- _WHAT TO WORK ON_
1) List every timestamp that appears in parentheses in the interview transcript.
2) Reproduce the passage of the interview transcript from "Dr. Jeff Myers" up to and including "the next semester.", word for word.

*** EXCERPT TO READ ***

But what I have come to find out later was, it was really excellent and it’s won many awards, and it was largely because of Wanda Patterson. So I would say that my sort of coming to a saving knowledge of Jesus and also kind of light bulbs going off for me in the literature and journalistic world happened sort of about the same time.
(04:15):
So I really think about my life as one in which my Christian faith and my love for literature and journalism are kind of a piece. I mean, they’re obviously different, but they developed in me at about the same time. And also too, Jeff, I’ve interviewed a lot of people over the years, as I know you have.
And if I’m interviewing an engineer, I might say, “Hey, how did you get started in your engineering career?” And they might say, “Well, I took my mother’s toaster apart to see how it would work.” Or maybe you’ve had a great career leading kids, mentoring, leadership. You teach a lot on leadership. And I would be willing to bet that you had some great mentors in your life and some great leaders in your life. And you looked at them and said, “I wonder how they did that. I wonder how they do that.”
(05:09):
“What makes them such great leaders?” And then you wanted to imitate them. Well, that happened to me as a writer as well. I would read, I was a reader first and when a book would have an impact on me, some emotional impact on me, I would always usually ask the question, “How did they do that? How did that writer make me cry or make me laugh?” Or whatever it was.
(05:32):
And I wanted to learn how to do that. So again, all of that was kind of working together. I think at the time I was going through it, 14, 15, 16, 17 years old and then beyond, I don’t think I probably could have said it quite that way, but now looking back on it, I really do think that that’s kind of how it was happening that I was growing spiritually and I was also kind of growing in my understanding of the world and how the world operates. And those two understandings were in many ways coming together.
Dr. Jeff Myers (06:00):
Warren, I’d be curious to know some of the books that you would recommend that people who are watching or listening to this show right now should read to get a sense of what really great writing is like. Who are some of the people you turn to?
Warren Smith (06:18):
Yeah, that has changed over the years. So I’m going to be a little bit random probably in my talk. But when I was in high school, I had a teacher, Gerald Amicker was his name, Mr. Amicker, and I was an aide for him during one semester. And he made me read a book called The 50 Greatest American Short Stories. He ostensibly told me that he wanted me to read that book so that I could pick out three or four stories that he could teach to his ninth graders the next year or the next semester.

*** COLLECTED MATERIAL ***

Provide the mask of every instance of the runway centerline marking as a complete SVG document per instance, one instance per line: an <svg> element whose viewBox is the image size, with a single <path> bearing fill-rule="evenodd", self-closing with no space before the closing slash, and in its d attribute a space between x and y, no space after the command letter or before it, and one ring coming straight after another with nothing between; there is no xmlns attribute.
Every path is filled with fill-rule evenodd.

***

- _SOLVED PROBLEMS_
1) 04:15, 05:09, 05:32, 06:00, 06:18

2)
Dr. Jeff Myers (06:00):
Warren, I’d be curious to know some of the books that you would recommend that people who are watching or listening to this show right now should read to get a sense of what really great writing is like. Who are some of the people you turn to?
Warren Smith (06:18):
Yeah, that has changed over the years. So I’m going to be a little bit random probably in my talk. But when I was in high school, I had a teacher, Gerald Amicker was his name, Mr. Amicker, and I was an aide for him during one semester. And he made me read a book called The 50 Greatest American Short Stories. He ostensibly told me that he wanted me to read that book so that I could pick out three or four stories that he could teach to his ninth graders the next year or the next semester.